> **ИСХОДНЫЙ ТЕКСТ**
━━━━━━━━

Выбрать главу
Страшен он был и зол. Жизнь нелегко сберечь. В сердце ему вошел По рукоятку меч…
Качался с водой стакан. Дед, как всегда, суров. Река звалась Аба-кан, Что значит — медвежья кровь…

Внутренняя мускульная сила стиха как бы рвется из молчаливой оболочки наружу, и хочется не просто читать эти стихи где-нибудь в зале, вселюдно, нет, их охота выкрикнуть где-то в степи, на дороге, «для самого себя», выкрикнуть просто так, от избытка чувств и сил.

Стоит он на кургане — всадник Среди камней, среди травы. Он весь степняк — в посадке ладной, В наклоне черной головы…
Нагайку ветер чуть качает… Стоит, забыв жену, жилье, Влюбленный в вечное молчанье И в одиночество свое.

Но это, так сказать, «голос крови», это тот самый потомок-степняк поет и чеканит стих под стук конских копыт, что «лицом на него похож, здесь через сотни лет, в юрте из конских кож я родился — поэт». Но ведь в крови сибиряков, даже если они и «раскосы», напутано всякого, по бабке Воронецкий восходит к ссыльным полякам, и не могла же гордая кровь бунтовщика «не схлестнуться» с вольной и дикой кровью хакаса. Что же высеклось из столкновения? Чем отозвалось в душе поэта эхо давних степных кочевий и гонимых за непокорность, страдающих «гордецов» поляков?

Вам стала пухом мать — земля сырая? Родились, жили, канули — и пусть!.. Но отчего ж, в веках не умирая, Связала нас нерасторжимо грусть?..
…Лежат, а как страдали? Как любили? Какою страстью нам они близки? И были ли они? Конечно, были. Иначе этой не было б тоски.

И вот оно, как следствие этой вечной нашей тоски о прошлом, о том, кто был до нас, до боли острое, кинжалом вонзающееся в сердце ощущение Родины.

━━━━━━━━

> **ОПИСАНИЕ ЗАДАНИЯ**
Пожалуйста, перепишите дословно часть исходного текста: начните со слов, в которых есть «Вам стала пухом», и остановитесь после «было б тоски.».

━━━━━━━━

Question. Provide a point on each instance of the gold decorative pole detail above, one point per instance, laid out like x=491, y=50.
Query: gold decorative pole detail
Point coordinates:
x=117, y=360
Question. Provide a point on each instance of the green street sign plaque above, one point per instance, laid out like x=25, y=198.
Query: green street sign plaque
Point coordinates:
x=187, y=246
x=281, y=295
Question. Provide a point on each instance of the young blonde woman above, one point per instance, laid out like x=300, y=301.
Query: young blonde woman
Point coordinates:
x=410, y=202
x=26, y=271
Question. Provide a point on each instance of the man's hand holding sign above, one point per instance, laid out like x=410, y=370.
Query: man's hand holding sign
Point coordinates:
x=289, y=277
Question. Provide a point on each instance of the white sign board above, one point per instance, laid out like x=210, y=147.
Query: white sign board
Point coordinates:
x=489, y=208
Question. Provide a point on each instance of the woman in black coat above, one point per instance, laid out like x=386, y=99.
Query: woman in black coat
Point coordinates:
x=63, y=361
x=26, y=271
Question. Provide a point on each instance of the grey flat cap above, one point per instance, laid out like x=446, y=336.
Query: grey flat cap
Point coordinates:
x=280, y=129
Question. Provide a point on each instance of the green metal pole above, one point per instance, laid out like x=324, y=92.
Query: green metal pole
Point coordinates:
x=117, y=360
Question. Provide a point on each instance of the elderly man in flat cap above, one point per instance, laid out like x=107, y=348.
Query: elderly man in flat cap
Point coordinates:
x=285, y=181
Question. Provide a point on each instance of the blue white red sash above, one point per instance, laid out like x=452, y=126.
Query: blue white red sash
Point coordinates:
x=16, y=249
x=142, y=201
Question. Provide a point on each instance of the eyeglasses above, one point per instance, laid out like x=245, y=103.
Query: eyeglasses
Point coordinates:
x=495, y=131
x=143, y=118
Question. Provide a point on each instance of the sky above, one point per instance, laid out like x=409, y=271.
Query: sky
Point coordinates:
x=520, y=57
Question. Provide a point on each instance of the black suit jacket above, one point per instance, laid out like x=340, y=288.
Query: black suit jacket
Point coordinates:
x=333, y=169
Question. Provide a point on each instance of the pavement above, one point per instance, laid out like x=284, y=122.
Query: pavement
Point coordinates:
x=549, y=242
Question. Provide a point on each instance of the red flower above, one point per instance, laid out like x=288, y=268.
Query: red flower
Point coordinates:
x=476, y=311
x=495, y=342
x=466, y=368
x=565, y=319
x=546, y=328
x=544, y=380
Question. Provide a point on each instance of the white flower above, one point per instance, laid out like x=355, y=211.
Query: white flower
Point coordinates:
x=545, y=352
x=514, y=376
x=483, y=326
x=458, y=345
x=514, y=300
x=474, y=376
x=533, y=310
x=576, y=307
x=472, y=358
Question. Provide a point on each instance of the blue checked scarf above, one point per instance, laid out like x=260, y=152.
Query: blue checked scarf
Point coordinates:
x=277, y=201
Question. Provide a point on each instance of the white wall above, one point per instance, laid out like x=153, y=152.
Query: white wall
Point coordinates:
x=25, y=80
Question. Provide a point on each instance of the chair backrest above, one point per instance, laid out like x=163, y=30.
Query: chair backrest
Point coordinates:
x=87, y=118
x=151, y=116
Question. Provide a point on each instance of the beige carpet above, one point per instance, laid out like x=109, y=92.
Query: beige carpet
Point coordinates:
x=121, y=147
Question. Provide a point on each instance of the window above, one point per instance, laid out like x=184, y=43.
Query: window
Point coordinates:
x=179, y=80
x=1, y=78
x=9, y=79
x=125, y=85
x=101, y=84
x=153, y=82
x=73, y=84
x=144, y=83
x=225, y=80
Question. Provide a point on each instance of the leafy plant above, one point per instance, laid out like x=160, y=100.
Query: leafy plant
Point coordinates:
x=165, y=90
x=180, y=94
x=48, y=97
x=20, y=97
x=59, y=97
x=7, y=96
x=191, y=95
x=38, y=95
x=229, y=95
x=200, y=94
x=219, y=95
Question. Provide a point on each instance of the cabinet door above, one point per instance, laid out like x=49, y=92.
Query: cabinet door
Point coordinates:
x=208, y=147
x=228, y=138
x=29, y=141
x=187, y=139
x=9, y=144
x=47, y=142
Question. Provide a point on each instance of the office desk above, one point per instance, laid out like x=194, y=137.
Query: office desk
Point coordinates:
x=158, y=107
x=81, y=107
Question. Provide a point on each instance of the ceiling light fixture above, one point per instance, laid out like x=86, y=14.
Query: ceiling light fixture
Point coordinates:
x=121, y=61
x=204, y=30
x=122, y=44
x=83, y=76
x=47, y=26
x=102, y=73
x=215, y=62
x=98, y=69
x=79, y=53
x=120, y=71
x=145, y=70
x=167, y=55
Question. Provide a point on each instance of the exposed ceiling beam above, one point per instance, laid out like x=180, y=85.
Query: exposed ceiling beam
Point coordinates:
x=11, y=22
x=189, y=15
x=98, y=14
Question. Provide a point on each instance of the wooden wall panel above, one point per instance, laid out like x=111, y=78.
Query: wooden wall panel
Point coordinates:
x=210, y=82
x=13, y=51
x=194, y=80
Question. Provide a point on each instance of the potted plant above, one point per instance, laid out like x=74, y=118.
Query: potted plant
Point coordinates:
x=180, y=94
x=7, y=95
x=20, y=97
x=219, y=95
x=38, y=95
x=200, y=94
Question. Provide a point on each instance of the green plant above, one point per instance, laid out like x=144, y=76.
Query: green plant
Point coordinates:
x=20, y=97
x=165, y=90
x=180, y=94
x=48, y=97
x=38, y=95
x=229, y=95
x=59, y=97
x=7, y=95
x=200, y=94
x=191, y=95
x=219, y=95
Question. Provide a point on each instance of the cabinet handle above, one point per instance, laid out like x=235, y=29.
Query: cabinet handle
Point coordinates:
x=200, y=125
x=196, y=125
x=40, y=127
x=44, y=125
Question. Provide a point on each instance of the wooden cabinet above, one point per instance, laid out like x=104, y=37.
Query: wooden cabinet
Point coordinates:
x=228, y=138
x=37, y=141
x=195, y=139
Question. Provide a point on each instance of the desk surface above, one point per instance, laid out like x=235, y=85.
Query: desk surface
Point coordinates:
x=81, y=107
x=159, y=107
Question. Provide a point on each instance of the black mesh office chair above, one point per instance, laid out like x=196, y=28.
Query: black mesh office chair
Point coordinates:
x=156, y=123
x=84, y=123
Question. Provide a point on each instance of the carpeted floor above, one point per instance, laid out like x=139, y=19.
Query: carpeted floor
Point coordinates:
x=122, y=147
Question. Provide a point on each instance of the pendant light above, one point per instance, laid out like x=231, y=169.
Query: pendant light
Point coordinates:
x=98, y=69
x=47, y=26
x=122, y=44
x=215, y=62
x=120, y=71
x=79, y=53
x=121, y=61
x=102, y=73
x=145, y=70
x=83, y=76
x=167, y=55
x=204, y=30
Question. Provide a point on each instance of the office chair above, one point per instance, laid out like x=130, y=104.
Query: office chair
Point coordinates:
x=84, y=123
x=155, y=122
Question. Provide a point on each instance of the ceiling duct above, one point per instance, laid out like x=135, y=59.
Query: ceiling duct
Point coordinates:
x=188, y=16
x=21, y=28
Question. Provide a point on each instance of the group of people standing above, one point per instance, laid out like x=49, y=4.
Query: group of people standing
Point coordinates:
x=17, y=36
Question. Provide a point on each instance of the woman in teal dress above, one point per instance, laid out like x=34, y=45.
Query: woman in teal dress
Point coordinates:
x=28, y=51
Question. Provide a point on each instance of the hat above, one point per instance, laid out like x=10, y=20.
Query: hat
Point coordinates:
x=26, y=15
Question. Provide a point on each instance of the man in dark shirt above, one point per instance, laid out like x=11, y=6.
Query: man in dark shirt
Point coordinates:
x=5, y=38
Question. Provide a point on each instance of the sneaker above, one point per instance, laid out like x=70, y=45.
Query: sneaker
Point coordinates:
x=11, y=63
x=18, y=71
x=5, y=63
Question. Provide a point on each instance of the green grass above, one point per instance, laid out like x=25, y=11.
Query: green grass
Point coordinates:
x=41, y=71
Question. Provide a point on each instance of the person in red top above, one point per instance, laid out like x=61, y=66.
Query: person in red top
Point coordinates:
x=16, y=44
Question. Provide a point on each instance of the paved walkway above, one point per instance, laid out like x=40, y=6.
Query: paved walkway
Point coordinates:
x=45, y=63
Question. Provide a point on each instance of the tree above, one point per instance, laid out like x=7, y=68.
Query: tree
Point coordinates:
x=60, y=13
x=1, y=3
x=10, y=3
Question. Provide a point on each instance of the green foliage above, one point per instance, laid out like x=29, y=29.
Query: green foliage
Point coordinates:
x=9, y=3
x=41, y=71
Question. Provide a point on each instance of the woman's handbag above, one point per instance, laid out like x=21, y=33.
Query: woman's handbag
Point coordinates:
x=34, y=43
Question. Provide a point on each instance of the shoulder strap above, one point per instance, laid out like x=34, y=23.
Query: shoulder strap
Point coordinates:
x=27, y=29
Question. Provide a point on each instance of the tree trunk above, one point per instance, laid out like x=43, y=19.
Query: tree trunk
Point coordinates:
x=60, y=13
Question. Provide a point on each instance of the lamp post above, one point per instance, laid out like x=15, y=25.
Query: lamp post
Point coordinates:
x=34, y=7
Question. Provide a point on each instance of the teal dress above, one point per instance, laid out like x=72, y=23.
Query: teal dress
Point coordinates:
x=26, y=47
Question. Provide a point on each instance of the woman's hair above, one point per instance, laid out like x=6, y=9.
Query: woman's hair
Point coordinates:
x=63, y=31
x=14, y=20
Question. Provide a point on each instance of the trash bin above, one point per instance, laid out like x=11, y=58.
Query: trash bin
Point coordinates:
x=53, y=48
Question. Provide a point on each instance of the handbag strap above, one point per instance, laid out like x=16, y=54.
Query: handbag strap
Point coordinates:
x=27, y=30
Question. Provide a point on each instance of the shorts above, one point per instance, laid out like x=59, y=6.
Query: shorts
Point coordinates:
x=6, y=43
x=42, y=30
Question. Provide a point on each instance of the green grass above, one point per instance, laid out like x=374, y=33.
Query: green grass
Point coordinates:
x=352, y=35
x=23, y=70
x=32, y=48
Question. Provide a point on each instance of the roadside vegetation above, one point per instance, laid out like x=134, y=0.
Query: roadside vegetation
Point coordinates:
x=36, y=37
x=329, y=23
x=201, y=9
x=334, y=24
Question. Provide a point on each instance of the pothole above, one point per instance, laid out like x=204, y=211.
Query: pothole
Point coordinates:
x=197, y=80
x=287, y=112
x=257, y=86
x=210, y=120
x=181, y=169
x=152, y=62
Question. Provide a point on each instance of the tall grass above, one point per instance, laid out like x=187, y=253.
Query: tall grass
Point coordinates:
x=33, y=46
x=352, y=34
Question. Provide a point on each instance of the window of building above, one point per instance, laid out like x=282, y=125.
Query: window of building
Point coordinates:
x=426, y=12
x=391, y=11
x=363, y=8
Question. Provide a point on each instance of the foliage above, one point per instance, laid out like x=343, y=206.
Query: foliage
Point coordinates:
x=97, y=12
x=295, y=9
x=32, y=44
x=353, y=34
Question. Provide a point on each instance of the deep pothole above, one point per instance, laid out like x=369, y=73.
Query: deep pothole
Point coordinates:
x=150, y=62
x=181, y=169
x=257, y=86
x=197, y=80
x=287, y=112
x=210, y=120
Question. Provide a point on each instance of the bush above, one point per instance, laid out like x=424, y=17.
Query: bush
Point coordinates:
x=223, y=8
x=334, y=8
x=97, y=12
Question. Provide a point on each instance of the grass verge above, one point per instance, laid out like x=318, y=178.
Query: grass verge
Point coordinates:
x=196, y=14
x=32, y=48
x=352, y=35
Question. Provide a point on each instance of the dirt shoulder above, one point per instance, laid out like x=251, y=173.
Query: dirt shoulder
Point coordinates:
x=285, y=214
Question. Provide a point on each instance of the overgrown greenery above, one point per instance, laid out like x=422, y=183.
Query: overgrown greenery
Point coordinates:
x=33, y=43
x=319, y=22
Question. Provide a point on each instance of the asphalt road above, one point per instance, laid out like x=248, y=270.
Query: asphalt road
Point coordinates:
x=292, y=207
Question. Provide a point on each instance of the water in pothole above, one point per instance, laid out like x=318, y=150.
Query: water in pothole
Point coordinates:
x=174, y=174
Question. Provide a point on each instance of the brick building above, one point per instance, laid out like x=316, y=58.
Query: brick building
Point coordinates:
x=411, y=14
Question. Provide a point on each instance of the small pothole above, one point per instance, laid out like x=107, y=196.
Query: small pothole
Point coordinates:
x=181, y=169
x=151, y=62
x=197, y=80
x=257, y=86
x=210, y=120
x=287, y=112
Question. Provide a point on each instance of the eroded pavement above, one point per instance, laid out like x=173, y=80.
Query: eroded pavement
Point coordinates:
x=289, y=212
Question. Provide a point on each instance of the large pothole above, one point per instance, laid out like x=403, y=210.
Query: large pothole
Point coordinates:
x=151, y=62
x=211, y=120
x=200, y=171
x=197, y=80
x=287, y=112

━━━━━━━━

> **ОТВЕТ НА ЗАДАНИЕ**
Вам стала пухом мать — земля сырая? Родились, жили, канули — и пусть!.. Но отчего ж, в веках не умирая, Связала нас нерасторжимо грусть?..
…Лежат, а как страдали? Как любили? Какою страстью нам они близки? И были ли они? Конечно, были. Иначе этой не было б тоски.